**TASK**. Turn the stretch of material from its start through the line containing "left=171, top=285, right=330, bottom=414" into a numbered list, with no blank lines.

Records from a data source
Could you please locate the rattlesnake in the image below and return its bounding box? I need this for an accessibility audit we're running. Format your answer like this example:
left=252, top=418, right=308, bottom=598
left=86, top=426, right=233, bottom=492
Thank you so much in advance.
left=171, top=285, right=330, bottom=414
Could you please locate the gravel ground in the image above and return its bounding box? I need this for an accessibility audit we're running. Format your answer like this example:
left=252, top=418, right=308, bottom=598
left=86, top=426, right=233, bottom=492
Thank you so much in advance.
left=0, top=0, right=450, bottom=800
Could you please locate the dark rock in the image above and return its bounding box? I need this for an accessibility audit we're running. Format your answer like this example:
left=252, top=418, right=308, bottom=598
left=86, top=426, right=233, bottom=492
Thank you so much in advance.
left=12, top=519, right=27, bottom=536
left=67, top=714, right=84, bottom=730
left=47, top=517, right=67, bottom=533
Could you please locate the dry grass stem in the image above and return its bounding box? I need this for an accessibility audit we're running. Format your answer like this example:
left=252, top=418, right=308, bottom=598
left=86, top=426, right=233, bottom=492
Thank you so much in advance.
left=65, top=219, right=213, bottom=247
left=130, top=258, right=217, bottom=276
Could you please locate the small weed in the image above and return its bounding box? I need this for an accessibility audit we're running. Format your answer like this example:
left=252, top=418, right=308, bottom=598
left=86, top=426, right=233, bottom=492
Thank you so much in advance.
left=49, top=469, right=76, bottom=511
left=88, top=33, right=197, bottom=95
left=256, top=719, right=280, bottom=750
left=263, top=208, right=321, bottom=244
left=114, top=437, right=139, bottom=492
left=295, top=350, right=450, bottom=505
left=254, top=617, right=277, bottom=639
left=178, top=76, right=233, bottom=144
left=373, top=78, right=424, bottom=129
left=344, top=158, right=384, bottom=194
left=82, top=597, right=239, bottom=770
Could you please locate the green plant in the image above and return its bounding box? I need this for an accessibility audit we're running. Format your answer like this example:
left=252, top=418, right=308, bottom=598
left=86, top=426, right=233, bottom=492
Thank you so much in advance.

**FULL ANSWER**.
1. Could you please locate the rattlesnake in the image below and return its bounding box? I need this for an accessibility audit we're running. Format your answer like this example:
2. left=252, top=418, right=308, bottom=598
3. left=86, top=426, right=233, bottom=492
4. Thank you so much in advance.
5. left=171, top=285, right=330, bottom=414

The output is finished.